-- ENTRIES SHOWN follows --

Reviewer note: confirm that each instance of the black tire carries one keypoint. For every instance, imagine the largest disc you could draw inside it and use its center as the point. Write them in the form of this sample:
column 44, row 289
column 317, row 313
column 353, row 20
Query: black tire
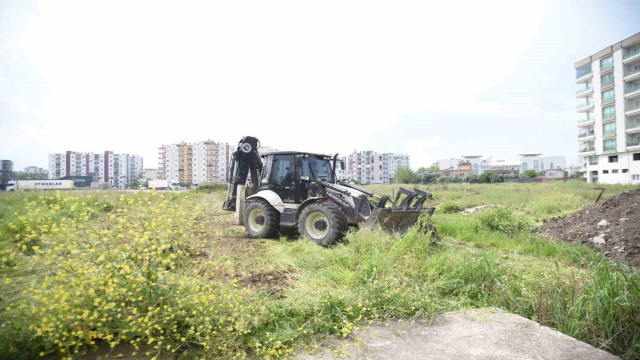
column 261, row 220
column 323, row 222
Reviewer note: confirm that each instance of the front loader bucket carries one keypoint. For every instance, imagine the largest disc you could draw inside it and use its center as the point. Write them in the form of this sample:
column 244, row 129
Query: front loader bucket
column 403, row 214
column 393, row 221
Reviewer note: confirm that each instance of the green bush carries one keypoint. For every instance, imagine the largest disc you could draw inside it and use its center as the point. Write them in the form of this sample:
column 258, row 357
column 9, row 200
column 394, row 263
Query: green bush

-- ENTRIES SHOWN concluded --

WHAT YOU SHOULD DO: Can you quote exactly the lines from the one containing "Reviewer note: confirm that each instance of the green" through the last line of the records above, and nothing else?

REPLY:
Reviewer note: confirm that each instance of the green bush carries one keypoint. For every instance, imagine the largest disc you could draw inside it and use its center as the point. Write them in the form of this sample:
column 258, row 357
column 9, row 200
column 394, row 263
Query: green bush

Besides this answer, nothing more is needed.